### PROBLEMS AND TASKS
1. In the referee response on spiral-arm pitch angles, how are major removals from the text shown?
2. Echo the part of the referee response on spiral-arm pitch angles that opens with the words containing "The authors thank" and closes with "from your abstract.".
3. Pick up the referee response on spiral-arm pitch angles after its last sentence and write what comes next.

### READING PASSAGE
__________
The authors thank the referee for a careful reading, with useful suggestions for additional citations. We respond in line below to specific points. Major additions to the text are hi-lighted in bold, while major removals are shown with strike-through.
Assistant Editor's Comments:
Please remove the references from your abstract.
This has been done.
Reviewer's Comments:
This paper uses data from the Galaxy Zoo project to address the problem of the pitch angle of spiral arms in disc galaxies. It uses citizen science data products of the Galaxy Builder project, in particular those on the pitch angle of spiral galaxies. Interesting results are obtained from data supplied by volunteers, which eventually should be published. However, the paper is not yet very satisfactory, and I recommend that a major revision should be made. I am willing to see the revised version again.
We are pleased the referee thinks our results are interesting and should be published.
__________
### DATA
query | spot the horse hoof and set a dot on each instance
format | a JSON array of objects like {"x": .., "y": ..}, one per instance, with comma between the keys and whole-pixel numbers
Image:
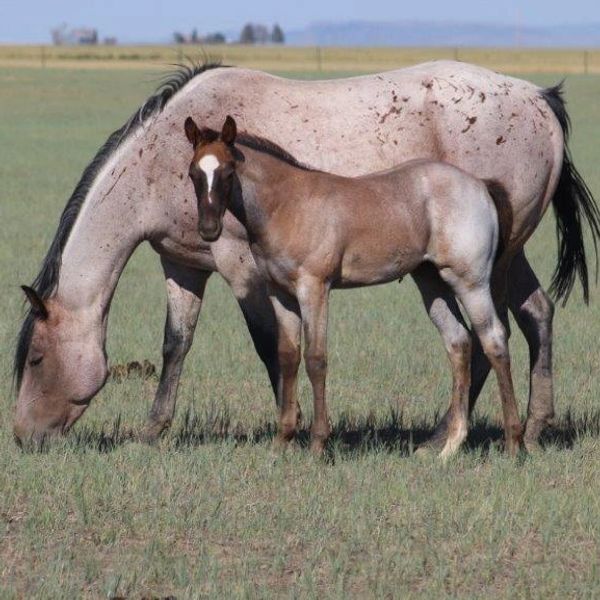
__________
### SOLVED TASKS
1. With strike-through.

2.
The authors thank the referee for a careful reading, with useful suggestions for additional citations. We respond in line below to specific points. Major additions to the text are hi-lighted in bold, while major removals are shown with strike-through.
Assistant Editor's Comments:
Please remove the references from your abstract.

3.
- Introduction
The introduction shows already some problems: in Figure 1 examples are shown of grand design spirals, multi-arm spirals and flocculent spirals. However, it is easy to show that the spirals shown at the right column of Figure 1 are not flocculent, by rotating their image by 180°, and overlaying them on the original with 50% transparency: this shows that the top-right spiral has two arms in the central parts, and is multi-armed in the outer parts, while the bottom-right image is that of a barred spiral with predominantly two arms.
Another problem concerns the Hubble classification, which for spirals is aptly summarized by Sandage (2005), who writes "It was simplicity itself with wide classification bins that merged seamlessly into one another according to three criteria of size of the central bulge, the degree of resolution into condensations (in the language of Reynolds 1920b, 1927a,b), and the openness of the spiral arms." It is very problematic that the authors think they can replace the criterion of "the degree of resolution into condensations" by "how obvious spiral patterns are". Sandage was consistent in his write-ups, and the same criterion of the degree of resolution can be found in his 1961 "Hubble Atlas of Galaxies". He mentions in his 2005 paper that the Elmegreen & Elmegreen spiral arm classes are "important for the physics, but need not be made general in the [classification] notation".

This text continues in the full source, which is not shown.